Required work - Read through the entries below and return each line with the word "stone".

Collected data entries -
▶

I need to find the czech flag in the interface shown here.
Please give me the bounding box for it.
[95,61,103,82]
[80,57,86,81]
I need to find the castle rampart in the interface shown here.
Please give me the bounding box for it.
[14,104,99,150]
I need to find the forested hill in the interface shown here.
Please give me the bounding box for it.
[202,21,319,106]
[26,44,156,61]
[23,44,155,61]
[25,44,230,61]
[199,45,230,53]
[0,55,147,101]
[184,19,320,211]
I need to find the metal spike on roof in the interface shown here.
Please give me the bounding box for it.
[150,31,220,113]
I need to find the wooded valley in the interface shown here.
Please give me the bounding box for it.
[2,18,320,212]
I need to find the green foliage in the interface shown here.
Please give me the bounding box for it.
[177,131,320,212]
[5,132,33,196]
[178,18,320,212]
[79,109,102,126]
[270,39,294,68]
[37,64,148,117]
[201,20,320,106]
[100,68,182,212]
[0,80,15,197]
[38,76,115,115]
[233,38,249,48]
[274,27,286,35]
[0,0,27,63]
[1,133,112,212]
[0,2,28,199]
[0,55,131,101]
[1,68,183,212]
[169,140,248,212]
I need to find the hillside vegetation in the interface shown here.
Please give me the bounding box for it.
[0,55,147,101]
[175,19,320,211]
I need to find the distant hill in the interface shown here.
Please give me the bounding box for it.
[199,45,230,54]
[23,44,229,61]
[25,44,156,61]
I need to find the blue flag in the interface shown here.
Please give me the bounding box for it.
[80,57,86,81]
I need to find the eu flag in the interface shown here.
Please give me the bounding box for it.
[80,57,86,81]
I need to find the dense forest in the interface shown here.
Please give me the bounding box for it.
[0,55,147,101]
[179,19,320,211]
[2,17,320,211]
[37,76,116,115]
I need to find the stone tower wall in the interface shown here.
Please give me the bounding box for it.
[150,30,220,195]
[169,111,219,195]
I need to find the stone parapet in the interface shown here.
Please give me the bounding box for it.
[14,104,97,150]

◀

Exercise output -
I need to find the stone tower wall in the interface shown here.
I need to find the stone parapet in the interface shown here.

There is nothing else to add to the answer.